**Task statement:** Repeat word for word the part of the news report below on Sidney Crosby's injury, starting at "NEW YORK -- A" and ending at "and similar ones.".

**Excerpt:**
===
NEW YORK -- A decision on how to deal with the injury that has forced Sidney Crosby out of the Penguins' lineup is likely to come "soon," according to a source familiar with the situation.
The source cautioned, however, that there is no firm timetable for doing so, and declined to confirm that Crosby has a sports hernia. Dejan Kovacevic reported Tuesday that Crosby had gone to Philadelphia to visit a core specialist, a doctor who specializes in diagnosing such an injury, and similar ones.
Penguins officials have consistently declined to comment on Crosby's situation, other than repeated statements from Mike Sullivan that he is continuing "to be evaluated."
The team is not expected to say anything publicly until it receives confirmation of the nature of his injury and recommendations from medical professionals on the best way to handle it.
Crosby left the Penguins' 3-2 shootout victory against Chicago at PPG Paints Arena last Saturday after his skate got caught in the ice after he got a one-handed shove from Blackhawks defenseman Erik Gustafsson.
Team officials, in keeping with their usual approach, will say only that he is being treated for an unspecified lower-body injury.
The Penguins' 3-2 overtime loss to the Rangers Tuesday night at Madison Square Garden was the first game Crosby has missed this season.
He is the Penguins' leading scorer, with five goals and 12 assists in 17 games, and has received widespread praise for his two-way play since the earliest days of the season. If reports that Crosby has been dealing with his injury since training camp prove to be accurate, it makes his performance through the first quarter of this season all the more impressive.
===
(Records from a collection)

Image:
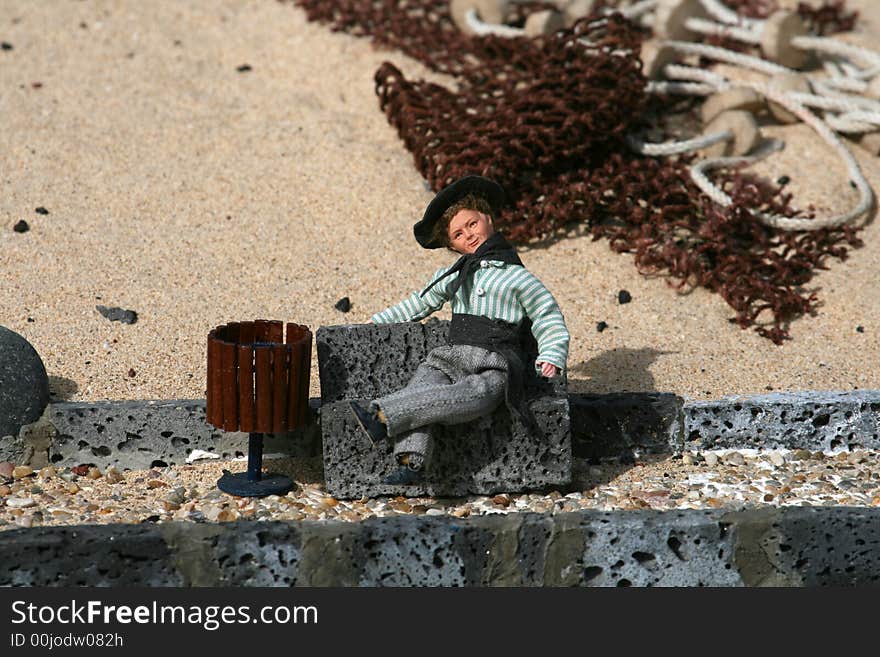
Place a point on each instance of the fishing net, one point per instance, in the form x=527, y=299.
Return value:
x=547, y=118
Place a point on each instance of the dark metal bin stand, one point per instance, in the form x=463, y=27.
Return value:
x=258, y=382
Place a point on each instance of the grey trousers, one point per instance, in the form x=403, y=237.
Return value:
x=455, y=384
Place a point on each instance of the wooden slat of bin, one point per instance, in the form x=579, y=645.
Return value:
x=228, y=385
x=246, y=333
x=213, y=406
x=293, y=400
x=246, y=413
x=304, y=372
x=263, y=393
x=276, y=332
x=280, y=371
x=261, y=330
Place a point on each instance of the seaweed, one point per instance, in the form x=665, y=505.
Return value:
x=548, y=119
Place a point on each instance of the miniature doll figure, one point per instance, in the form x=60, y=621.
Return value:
x=497, y=308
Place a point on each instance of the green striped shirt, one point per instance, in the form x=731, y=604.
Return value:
x=498, y=291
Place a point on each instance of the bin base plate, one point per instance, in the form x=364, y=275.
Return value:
x=269, y=484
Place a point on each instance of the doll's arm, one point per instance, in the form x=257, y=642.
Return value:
x=415, y=306
x=548, y=324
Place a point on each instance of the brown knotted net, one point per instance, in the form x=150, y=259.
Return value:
x=547, y=118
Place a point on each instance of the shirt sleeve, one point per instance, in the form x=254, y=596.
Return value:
x=416, y=307
x=548, y=324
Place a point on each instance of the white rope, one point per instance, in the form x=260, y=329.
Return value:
x=702, y=26
x=484, y=29
x=694, y=74
x=726, y=15
x=833, y=86
x=724, y=55
x=866, y=194
x=835, y=103
x=862, y=116
x=841, y=124
x=683, y=88
x=858, y=54
x=709, y=188
x=676, y=147
x=636, y=10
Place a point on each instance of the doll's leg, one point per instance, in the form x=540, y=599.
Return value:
x=418, y=443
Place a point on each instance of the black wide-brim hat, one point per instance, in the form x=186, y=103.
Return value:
x=449, y=195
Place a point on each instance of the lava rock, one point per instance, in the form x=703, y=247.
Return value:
x=116, y=314
x=24, y=385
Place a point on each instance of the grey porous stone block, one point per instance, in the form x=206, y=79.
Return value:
x=784, y=546
x=144, y=434
x=793, y=420
x=620, y=424
x=113, y=555
x=371, y=360
x=492, y=455
x=24, y=385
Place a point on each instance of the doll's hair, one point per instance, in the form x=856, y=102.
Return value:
x=467, y=202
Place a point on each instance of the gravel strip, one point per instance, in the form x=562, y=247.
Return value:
x=712, y=479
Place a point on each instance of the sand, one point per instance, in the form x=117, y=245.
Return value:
x=197, y=194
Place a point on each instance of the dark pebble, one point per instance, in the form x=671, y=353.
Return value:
x=118, y=314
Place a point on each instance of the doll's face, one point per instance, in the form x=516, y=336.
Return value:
x=468, y=229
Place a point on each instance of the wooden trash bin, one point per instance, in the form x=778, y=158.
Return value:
x=258, y=381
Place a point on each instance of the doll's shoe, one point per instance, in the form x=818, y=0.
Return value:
x=404, y=476
x=371, y=424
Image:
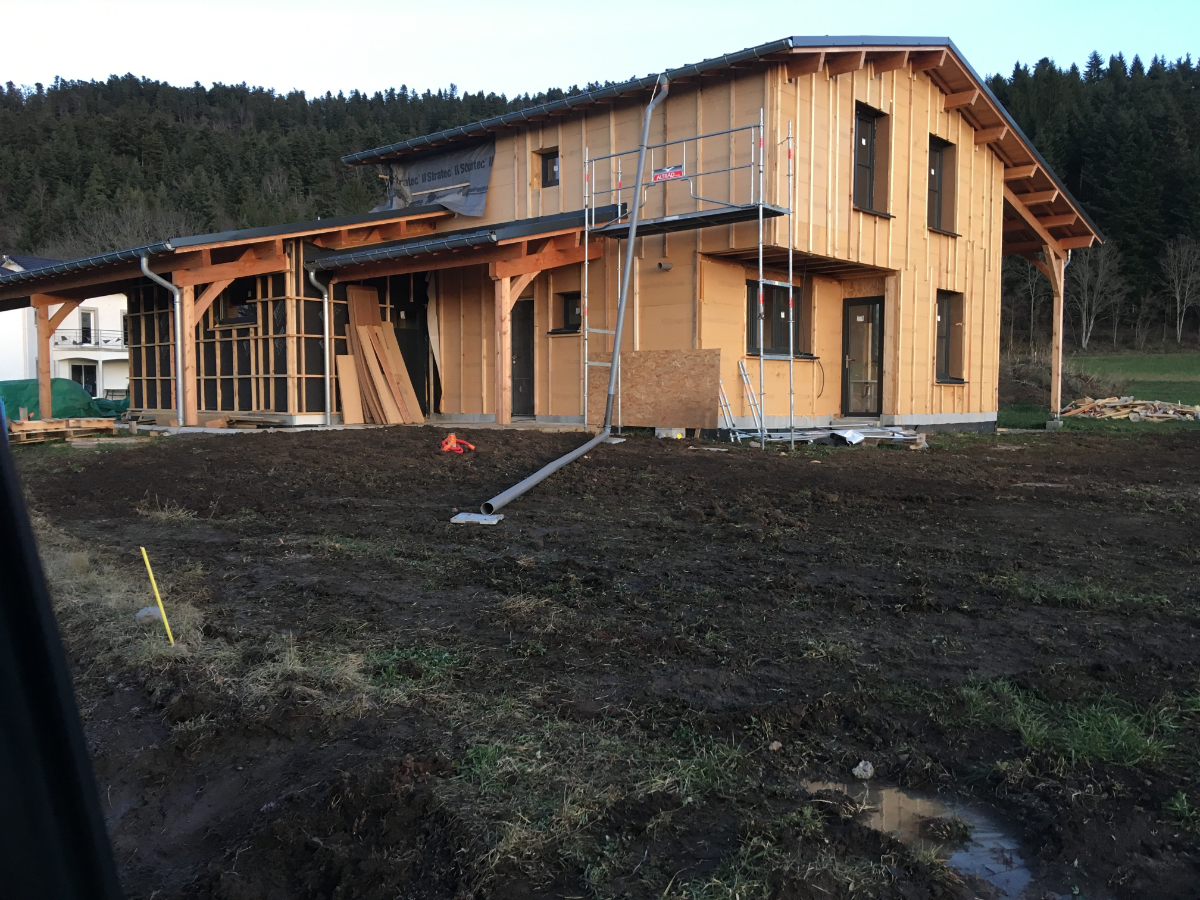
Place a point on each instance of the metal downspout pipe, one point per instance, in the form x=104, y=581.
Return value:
x=505, y=497
x=179, y=334
x=329, y=347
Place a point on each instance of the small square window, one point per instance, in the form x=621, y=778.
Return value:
x=549, y=168
x=568, y=318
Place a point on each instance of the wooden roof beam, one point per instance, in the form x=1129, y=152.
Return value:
x=843, y=63
x=1020, y=173
x=1059, y=221
x=1035, y=197
x=925, y=60
x=802, y=64
x=889, y=61
x=963, y=99
x=1018, y=204
x=991, y=136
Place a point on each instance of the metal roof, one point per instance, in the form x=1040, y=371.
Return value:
x=199, y=240
x=459, y=240
x=28, y=262
x=797, y=42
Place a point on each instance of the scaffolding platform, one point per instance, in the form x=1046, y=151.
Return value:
x=691, y=221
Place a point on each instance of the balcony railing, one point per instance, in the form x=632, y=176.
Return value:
x=91, y=339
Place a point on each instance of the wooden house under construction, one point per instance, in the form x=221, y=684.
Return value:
x=821, y=235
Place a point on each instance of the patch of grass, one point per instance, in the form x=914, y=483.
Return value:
x=1108, y=730
x=1143, y=366
x=1072, y=595
x=952, y=829
x=396, y=665
x=1182, y=813
x=1023, y=415
x=168, y=513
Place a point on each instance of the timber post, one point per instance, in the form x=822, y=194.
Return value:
x=503, y=391
x=47, y=325
x=187, y=342
x=43, y=361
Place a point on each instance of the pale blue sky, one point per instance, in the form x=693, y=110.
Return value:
x=517, y=47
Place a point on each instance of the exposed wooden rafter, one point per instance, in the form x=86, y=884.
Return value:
x=1020, y=173
x=843, y=63
x=990, y=136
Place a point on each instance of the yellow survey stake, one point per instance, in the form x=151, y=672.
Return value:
x=155, y=586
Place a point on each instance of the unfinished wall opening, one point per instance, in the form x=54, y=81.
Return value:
x=774, y=313
x=408, y=299
x=873, y=142
x=547, y=168
x=941, y=185
x=151, y=325
x=567, y=313
x=949, y=369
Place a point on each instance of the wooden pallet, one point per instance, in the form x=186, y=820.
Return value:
x=36, y=430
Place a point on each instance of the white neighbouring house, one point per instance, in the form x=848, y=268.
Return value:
x=89, y=347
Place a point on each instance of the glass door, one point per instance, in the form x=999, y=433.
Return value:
x=862, y=340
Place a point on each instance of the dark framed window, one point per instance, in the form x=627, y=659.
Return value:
x=573, y=310
x=85, y=376
x=941, y=185
x=774, y=318
x=949, y=337
x=567, y=317
x=549, y=168
x=871, y=149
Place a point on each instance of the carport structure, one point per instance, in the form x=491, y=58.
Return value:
x=245, y=297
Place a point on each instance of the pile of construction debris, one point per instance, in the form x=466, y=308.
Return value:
x=1135, y=411
x=372, y=378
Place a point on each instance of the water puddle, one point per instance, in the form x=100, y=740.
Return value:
x=923, y=821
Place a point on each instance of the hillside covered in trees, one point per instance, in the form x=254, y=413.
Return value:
x=91, y=166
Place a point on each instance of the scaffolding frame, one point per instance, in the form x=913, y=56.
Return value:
x=669, y=163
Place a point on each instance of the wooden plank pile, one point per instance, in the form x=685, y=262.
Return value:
x=1135, y=411
x=373, y=379
x=33, y=431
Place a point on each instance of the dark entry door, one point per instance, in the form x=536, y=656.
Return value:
x=522, y=358
x=409, y=318
x=862, y=347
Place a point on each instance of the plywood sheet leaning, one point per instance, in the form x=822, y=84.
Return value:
x=352, y=395
x=400, y=372
x=372, y=342
x=661, y=389
x=363, y=305
x=383, y=389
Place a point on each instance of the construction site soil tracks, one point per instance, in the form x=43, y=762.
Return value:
x=623, y=689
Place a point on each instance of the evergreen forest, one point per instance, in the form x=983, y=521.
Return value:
x=94, y=166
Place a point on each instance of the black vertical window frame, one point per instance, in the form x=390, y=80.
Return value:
x=774, y=313
x=550, y=168
x=936, y=168
x=864, y=162
x=943, y=337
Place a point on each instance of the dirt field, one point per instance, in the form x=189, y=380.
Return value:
x=622, y=689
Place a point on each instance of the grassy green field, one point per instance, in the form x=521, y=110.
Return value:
x=1174, y=377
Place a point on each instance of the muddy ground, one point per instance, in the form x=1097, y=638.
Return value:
x=623, y=688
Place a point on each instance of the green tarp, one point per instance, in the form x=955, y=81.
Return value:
x=69, y=400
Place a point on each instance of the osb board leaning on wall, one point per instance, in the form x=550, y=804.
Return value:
x=661, y=389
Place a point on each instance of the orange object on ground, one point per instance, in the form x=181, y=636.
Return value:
x=454, y=445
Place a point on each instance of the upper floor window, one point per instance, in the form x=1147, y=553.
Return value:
x=549, y=167
x=87, y=325
x=941, y=185
x=871, y=147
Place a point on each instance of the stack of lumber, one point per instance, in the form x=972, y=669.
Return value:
x=373, y=379
x=35, y=430
x=1135, y=411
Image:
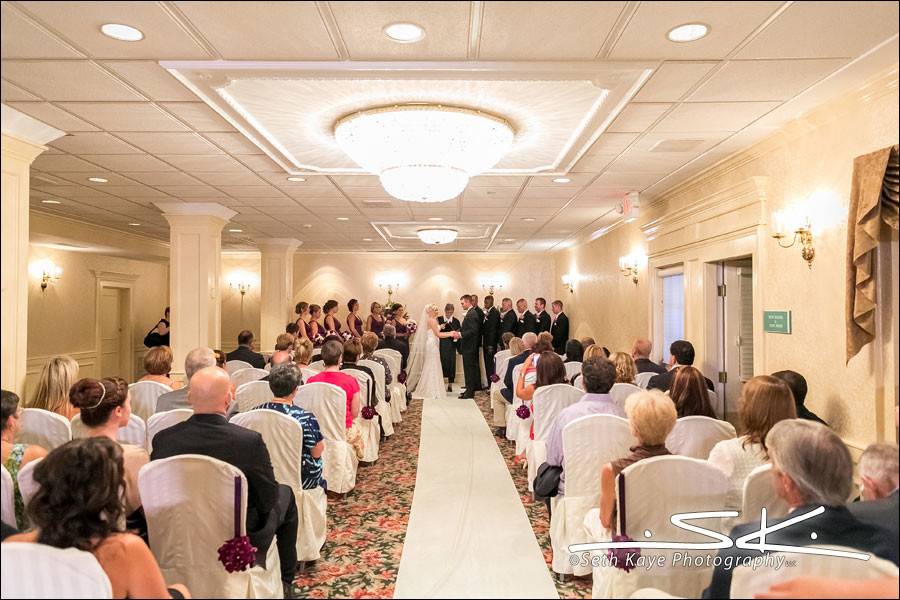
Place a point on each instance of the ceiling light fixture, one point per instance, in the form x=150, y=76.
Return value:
x=123, y=33
x=689, y=32
x=424, y=152
x=404, y=33
x=437, y=237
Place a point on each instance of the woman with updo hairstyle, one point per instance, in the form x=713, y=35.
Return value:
x=77, y=505
x=105, y=407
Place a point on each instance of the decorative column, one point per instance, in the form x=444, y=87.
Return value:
x=276, y=288
x=23, y=139
x=195, y=265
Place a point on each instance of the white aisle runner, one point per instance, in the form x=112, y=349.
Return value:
x=468, y=534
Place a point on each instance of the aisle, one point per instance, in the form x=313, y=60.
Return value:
x=468, y=535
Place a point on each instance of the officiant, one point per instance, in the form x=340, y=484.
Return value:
x=448, y=345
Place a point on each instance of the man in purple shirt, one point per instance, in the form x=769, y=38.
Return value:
x=598, y=375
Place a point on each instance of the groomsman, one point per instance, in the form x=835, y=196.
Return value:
x=526, y=322
x=560, y=327
x=490, y=335
x=542, y=320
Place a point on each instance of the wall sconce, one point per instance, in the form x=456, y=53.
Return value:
x=45, y=270
x=791, y=224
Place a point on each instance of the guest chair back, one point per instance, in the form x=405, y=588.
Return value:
x=695, y=436
x=144, y=395
x=283, y=437
x=43, y=428
x=192, y=504
x=40, y=571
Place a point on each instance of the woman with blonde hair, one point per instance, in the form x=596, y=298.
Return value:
x=52, y=393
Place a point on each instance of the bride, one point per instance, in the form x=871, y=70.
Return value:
x=426, y=377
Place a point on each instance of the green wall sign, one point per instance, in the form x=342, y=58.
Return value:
x=777, y=321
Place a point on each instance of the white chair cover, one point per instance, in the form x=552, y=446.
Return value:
x=189, y=503
x=7, y=500
x=242, y=376
x=144, y=395
x=656, y=490
x=43, y=428
x=746, y=582
x=329, y=404
x=39, y=571
x=695, y=436
x=642, y=379
x=236, y=365
x=548, y=402
x=620, y=392
x=284, y=439
x=164, y=420
x=588, y=443
x=252, y=394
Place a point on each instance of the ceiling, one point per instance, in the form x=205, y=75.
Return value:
x=131, y=121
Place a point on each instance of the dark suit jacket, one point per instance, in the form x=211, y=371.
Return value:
x=835, y=527
x=560, y=331
x=645, y=365
x=663, y=381
x=490, y=333
x=247, y=355
x=212, y=435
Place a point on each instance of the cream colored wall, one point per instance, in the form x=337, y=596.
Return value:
x=723, y=213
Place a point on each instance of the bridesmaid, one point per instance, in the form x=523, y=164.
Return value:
x=354, y=323
x=375, y=320
x=332, y=323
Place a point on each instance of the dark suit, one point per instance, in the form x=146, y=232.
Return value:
x=835, y=527
x=560, y=331
x=490, y=338
x=271, y=509
x=468, y=347
x=247, y=355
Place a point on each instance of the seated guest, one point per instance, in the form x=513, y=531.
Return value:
===
**Answer:**
NEW YORK -- A decision on how to deal with the injury that has forced Sidney Crosby out of the Penguins' lineup is likely to come "soon," according to a source familiar with the situation.
The source cautioned, however, that there is no firm timetable for doing so, and declined to confirm that Crosby has a sports hernia. Dejan Kovacevic reported Tuesday that Crosby had gone to Philadelphia to visit a core specialist, a doctor who specializes in diagnosing such an injury, and similar ones.